PROVIDED INFORMATION –
--------------------------------------------------

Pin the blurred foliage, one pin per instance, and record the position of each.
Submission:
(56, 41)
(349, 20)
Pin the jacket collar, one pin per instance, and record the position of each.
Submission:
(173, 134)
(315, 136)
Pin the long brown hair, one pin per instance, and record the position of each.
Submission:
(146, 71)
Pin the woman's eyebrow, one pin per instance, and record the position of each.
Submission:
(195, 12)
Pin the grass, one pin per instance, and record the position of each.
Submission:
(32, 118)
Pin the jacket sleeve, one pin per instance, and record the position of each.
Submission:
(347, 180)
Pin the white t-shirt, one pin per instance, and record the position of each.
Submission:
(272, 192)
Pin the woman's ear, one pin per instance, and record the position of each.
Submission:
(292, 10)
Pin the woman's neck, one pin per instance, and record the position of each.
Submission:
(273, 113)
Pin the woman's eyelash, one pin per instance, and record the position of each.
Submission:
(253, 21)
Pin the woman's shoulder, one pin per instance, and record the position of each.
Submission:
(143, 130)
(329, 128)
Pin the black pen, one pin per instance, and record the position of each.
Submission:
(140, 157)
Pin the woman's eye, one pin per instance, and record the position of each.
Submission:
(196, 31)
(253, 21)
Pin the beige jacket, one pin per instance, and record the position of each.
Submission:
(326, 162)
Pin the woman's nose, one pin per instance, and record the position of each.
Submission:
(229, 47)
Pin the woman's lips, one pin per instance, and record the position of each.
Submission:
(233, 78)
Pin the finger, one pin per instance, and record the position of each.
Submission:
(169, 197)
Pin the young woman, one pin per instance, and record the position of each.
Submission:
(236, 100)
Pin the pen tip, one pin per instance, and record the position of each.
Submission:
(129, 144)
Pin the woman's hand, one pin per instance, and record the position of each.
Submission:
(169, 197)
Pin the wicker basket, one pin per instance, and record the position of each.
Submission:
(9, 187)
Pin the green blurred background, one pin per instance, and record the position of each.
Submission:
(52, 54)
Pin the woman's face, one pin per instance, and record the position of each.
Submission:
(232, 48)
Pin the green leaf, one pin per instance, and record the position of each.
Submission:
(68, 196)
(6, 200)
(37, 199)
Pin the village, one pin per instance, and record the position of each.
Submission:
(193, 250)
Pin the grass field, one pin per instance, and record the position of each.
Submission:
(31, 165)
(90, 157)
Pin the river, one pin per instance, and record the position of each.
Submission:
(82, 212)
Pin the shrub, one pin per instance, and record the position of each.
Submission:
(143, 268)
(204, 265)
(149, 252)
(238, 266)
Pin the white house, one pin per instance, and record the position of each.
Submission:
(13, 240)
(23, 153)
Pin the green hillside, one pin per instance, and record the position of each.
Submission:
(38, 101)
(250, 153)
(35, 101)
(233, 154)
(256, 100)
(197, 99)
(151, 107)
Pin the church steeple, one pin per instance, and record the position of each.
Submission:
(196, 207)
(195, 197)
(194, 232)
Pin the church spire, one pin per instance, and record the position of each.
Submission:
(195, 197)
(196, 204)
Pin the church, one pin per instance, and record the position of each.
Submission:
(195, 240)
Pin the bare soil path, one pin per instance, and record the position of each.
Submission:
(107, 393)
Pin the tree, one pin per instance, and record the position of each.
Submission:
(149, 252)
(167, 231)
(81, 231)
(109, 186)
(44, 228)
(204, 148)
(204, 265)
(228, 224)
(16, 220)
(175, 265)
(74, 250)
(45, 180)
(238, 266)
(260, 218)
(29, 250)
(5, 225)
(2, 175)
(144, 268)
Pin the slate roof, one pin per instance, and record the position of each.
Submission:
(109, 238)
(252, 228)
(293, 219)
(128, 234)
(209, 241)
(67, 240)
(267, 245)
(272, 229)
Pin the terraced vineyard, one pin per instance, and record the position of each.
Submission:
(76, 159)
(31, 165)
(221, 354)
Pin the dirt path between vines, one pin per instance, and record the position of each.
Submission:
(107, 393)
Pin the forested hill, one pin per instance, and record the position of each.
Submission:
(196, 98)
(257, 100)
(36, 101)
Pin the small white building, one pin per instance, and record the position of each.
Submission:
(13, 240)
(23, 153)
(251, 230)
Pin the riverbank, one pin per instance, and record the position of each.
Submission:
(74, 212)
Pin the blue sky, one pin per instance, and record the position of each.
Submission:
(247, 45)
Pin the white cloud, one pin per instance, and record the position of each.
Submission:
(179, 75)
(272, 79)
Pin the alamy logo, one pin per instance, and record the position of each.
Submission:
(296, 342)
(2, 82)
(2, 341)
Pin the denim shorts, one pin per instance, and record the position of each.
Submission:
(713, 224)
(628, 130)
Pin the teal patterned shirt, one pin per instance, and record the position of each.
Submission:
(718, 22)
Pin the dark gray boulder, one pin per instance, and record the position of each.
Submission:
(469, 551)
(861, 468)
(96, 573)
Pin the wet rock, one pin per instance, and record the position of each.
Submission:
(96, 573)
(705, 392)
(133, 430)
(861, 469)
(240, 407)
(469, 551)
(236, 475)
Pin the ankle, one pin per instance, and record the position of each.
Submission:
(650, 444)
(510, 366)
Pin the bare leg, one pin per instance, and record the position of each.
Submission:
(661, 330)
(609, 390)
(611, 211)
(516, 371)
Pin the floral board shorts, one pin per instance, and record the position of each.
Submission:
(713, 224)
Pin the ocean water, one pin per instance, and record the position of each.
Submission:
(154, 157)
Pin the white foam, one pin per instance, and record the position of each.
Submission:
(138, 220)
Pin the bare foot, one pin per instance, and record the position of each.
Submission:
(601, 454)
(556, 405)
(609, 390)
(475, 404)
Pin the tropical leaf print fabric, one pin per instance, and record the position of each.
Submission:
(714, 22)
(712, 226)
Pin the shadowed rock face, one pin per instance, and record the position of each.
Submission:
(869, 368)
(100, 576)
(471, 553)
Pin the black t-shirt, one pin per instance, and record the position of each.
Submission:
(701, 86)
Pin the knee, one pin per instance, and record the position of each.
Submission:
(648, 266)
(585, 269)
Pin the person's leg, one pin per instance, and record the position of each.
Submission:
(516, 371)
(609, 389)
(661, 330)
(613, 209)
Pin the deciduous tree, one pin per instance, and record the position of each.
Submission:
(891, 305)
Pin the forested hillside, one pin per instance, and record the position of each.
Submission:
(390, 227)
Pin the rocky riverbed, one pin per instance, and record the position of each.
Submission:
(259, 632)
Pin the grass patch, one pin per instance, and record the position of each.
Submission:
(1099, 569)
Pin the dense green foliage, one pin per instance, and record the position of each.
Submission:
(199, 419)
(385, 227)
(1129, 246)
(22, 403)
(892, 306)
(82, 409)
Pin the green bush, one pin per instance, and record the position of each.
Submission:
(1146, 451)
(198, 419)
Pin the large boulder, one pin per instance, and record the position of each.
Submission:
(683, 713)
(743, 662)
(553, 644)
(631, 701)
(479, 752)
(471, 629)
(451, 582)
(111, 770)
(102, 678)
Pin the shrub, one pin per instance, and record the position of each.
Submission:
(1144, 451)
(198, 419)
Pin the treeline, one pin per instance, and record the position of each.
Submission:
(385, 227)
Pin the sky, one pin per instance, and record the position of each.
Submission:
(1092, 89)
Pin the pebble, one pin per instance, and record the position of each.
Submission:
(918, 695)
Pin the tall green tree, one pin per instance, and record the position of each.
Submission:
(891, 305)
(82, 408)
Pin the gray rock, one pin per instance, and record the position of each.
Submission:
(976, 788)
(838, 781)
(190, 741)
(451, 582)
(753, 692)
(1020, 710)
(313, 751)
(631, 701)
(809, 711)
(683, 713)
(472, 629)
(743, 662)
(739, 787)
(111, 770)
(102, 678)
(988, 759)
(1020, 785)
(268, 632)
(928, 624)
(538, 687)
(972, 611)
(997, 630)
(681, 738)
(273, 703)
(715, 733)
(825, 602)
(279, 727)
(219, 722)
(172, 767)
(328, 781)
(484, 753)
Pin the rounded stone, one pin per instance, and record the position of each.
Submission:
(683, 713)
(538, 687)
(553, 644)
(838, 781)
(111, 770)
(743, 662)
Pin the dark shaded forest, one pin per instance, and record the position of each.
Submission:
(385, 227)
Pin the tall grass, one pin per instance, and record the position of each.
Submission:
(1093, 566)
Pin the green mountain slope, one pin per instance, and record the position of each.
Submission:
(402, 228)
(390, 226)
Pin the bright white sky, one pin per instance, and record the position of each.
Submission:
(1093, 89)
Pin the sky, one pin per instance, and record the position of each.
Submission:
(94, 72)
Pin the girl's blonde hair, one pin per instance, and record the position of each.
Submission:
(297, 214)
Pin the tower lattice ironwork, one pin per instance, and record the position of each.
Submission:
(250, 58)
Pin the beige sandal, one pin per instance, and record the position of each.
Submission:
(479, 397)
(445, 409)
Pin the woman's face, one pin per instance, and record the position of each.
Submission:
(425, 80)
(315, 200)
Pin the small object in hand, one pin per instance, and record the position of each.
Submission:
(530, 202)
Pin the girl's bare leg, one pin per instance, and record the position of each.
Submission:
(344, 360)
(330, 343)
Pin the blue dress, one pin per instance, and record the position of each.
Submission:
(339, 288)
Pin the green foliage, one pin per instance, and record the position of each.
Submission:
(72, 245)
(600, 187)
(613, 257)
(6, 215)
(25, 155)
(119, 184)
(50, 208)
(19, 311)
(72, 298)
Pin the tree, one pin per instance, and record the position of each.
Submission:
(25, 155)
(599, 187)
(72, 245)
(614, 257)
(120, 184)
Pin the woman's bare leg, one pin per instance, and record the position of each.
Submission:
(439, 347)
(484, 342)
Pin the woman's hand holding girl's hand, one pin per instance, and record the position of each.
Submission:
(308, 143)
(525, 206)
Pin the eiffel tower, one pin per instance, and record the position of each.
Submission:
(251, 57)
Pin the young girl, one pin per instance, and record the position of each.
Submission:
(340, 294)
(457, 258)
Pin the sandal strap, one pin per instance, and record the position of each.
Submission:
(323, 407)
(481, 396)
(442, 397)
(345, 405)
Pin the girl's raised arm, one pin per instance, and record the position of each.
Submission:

--------------------------------------------------

Quote exactly the line containing "Pin the tower" and every later line through the end of the listing, and no other lines.

Pin the tower lattice ironwork, one pin per instance, and record the position of each.
Submission:
(250, 58)
Pin the beige sandal, one pin per instance, and record the position of each.
Submission:
(479, 397)
(445, 409)
Pin the woman's face, one pin per instance, and record the position of each.
Submission:
(425, 80)
(315, 200)
Pin the small object in hand, one pin per instance, and record the position of each.
Submission:
(530, 202)
Pin the girl's bare leg, one pin per instance, and record the position of each.
Submission:
(344, 360)
(330, 343)
Pin the blue dress, one pin per instance, and record the position of each.
Submission:
(339, 288)
Pin the green foliage, one pin per instance, and record the position of each.
Submission:
(72, 245)
(600, 187)
(613, 257)
(6, 215)
(25, 155)
(119, 184)
(50, 208)
(19, 311)
(72, 298)
Pin the tree, one pin per instance, and record the position of each.
Submission:
(25, 155)
(599, 187)
(72, 245)
(614, 257)
(120, 184)
Pin the woman's bare leg, one pin per instance, and record the position of each.
Submission:
(439, 347)
(484, 342)
Pin the woman's hand holding girl's hand, one pin per instance, and record the position of each.
Submission:
(308, 143)
(525, 206)
Pin the eiffel tower, one pin per instance, and record the position of each.
Submission:
(251, 57)
Pin the young girl, one pin per instance, and record the position of each.
Submission:
(340, 294)
(457, 258)
Pin the sandal strap, one pin per instance, and record the position of each.
Submission:
(323, 407)
(481, 396)
(442, 397)
(345, 405)
Pin the girl's raised arm, one pin per instance, and record the position of each.
Submission:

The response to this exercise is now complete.